Copy out the lines beginning at the one that contains "Would you kindly indicate the person" and continuing through the end of the items, requests included. Scale every x and y coordinate in the answers by 0.7 and round each to a whole number, with halves going up.

_RECORD LIST_.
- - - -

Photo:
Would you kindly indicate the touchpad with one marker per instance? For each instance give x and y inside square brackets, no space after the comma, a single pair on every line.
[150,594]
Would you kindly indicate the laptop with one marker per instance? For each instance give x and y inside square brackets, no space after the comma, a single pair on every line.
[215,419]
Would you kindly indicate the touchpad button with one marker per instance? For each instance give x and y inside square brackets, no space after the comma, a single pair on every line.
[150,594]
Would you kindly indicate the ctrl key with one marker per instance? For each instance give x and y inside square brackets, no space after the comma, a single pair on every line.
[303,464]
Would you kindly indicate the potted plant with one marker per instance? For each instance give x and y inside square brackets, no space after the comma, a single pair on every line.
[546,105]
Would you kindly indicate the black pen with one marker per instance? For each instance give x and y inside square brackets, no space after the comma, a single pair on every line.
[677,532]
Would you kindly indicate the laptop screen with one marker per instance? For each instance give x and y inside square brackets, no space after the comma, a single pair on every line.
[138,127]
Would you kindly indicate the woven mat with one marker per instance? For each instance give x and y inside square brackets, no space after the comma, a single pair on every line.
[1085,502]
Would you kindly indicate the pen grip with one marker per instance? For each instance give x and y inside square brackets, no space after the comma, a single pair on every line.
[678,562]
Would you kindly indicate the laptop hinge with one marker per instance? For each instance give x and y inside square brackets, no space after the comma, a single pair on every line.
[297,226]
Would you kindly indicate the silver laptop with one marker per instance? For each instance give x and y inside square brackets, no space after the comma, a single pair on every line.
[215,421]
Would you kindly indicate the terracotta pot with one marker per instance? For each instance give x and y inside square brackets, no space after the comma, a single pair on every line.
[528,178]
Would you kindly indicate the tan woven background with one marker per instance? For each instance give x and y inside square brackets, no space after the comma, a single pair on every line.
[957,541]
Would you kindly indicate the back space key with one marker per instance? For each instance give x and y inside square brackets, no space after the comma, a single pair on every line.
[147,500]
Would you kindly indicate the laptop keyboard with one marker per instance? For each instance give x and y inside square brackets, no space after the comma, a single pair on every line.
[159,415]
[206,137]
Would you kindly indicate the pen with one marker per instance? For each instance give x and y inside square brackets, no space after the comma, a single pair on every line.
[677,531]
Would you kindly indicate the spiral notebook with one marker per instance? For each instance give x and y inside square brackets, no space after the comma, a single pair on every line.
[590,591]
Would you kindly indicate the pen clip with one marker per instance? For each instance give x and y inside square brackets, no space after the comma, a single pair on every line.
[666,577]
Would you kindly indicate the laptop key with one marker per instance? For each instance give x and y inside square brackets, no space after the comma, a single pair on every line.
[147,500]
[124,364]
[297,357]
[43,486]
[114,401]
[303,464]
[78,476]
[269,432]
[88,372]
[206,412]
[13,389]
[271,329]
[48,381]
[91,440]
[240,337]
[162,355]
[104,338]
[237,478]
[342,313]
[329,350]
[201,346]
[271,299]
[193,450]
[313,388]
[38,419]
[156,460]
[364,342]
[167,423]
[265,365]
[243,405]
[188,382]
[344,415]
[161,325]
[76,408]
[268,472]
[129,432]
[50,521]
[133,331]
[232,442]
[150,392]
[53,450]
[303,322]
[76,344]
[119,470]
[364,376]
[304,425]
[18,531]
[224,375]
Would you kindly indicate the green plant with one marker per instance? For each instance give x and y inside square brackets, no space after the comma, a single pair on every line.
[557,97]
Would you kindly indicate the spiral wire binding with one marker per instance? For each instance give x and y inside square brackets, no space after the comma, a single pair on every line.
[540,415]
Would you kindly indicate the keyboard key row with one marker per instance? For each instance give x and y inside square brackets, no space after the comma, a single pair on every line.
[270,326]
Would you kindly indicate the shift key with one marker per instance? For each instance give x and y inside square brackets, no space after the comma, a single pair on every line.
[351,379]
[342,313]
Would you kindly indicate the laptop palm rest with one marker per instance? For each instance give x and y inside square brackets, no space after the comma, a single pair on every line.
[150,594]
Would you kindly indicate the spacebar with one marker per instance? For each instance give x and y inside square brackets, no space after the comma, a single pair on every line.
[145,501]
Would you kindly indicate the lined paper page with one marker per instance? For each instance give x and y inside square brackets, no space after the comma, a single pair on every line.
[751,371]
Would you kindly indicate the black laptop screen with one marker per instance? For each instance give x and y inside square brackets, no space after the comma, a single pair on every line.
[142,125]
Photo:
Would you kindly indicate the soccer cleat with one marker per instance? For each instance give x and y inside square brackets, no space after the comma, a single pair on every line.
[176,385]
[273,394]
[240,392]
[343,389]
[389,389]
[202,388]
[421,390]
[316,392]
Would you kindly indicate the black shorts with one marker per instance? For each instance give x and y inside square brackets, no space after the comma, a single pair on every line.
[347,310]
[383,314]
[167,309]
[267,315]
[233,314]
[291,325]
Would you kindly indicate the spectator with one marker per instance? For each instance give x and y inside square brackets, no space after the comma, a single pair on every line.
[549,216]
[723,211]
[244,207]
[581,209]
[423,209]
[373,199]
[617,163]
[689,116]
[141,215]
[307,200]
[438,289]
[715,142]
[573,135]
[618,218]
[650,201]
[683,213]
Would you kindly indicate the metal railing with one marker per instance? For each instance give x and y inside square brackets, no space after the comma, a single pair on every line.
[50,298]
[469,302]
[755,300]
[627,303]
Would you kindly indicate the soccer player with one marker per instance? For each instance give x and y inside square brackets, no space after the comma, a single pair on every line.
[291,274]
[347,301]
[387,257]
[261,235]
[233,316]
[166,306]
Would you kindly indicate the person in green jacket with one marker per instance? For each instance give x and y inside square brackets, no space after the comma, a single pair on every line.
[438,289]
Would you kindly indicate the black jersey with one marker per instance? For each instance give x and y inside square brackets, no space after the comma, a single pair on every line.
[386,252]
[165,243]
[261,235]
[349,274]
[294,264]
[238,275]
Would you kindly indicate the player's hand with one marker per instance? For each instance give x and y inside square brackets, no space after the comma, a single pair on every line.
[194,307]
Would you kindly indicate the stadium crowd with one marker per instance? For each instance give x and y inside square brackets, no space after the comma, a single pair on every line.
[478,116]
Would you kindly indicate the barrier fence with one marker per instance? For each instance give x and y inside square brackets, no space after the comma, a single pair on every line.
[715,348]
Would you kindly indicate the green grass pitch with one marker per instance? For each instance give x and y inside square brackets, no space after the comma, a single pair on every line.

- - - -

_RESPONSE FOR THIS EXERCISE_.
Would you kindly indicate the person in green jacket with one marker per instance? For each instance give x and y inside square brackets, no space after the comma, a single pair on every line.
[307,202]
Would you kindly indicate the black jersey with one marker per instance? For each instance give x and y inside square brackets, no space after the comma, a single pair on every line.
[270,176]
[116,170]
[183,165]
[244,192]
[206,185]
[167,193]
Would you kindly indicate the player's hand with one marker per instance? For each instance give x and y inside square brackets, no space after the comma, a single pair on every line.
[136,215]
Would you kindly indicate the stadium crowd with one marker per instance? For each instance give x and y inside square brackets, no space after the comma, a single pair on every line.
[335,81]
Would you kindly indicate the barrier fence with one marker per instance? For each instance give x and y inside square brackets, no space after the comma, a single pair on every line.
[501,244]
Would you kindly indicate the green grass pitch with one marker per instance? For each instance give x and y inside square brackets, no space after the comma, a single pair on every line.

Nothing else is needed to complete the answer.